やること:
下の本文に出てくる法令の条文を、出てくる順にすべて挙げてください。

本文抜粋:
·····
この点について、相手方は、同居拒否の正当事由として婚姻関係が破綻していると主張するもののようであるが、前記認定事実によれば、抗告人と相手方との婚姻関係は、相手方の父と抗告人との不仲がその婚姻関係につき悪影響を及ぼしていると認められなくはないけれども、右婚姻関係が全く破綻して、夫婦たるの実を失つたものとまでは認めがたいし、その他、同居拒否の正当事由を是認するに足る資料はない。

よつて、右と結論を異にし、抗告人の同居請求の申立を却下した原審判は相当でないから取消すこととし、抗告人の相手方に対する同居請求をいかなる形態における同居が民法752条に定める同居の趣旨に適合するかを合目的的に判断し、同居を命ずる審判によつて当事者間に当該態容における具体的同居請求権ないし同居義務を形成して、具体的婚姻生活の調整を図るため、職権でさらに事実調査、証拠調べをしなければならない(家事審判規則7条1項)から、家事審判規則19条1項により本件を原審大阪家庭裁判所に差戻すこととして、主文のとおり決定する。
·····
提供資料:
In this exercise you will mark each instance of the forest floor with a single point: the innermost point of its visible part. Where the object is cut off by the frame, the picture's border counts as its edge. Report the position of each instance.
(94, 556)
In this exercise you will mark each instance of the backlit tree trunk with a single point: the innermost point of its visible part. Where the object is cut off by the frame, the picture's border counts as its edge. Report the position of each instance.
·····
回答:
民法752条
家事審判規則7条1項
家事審判規則19条1項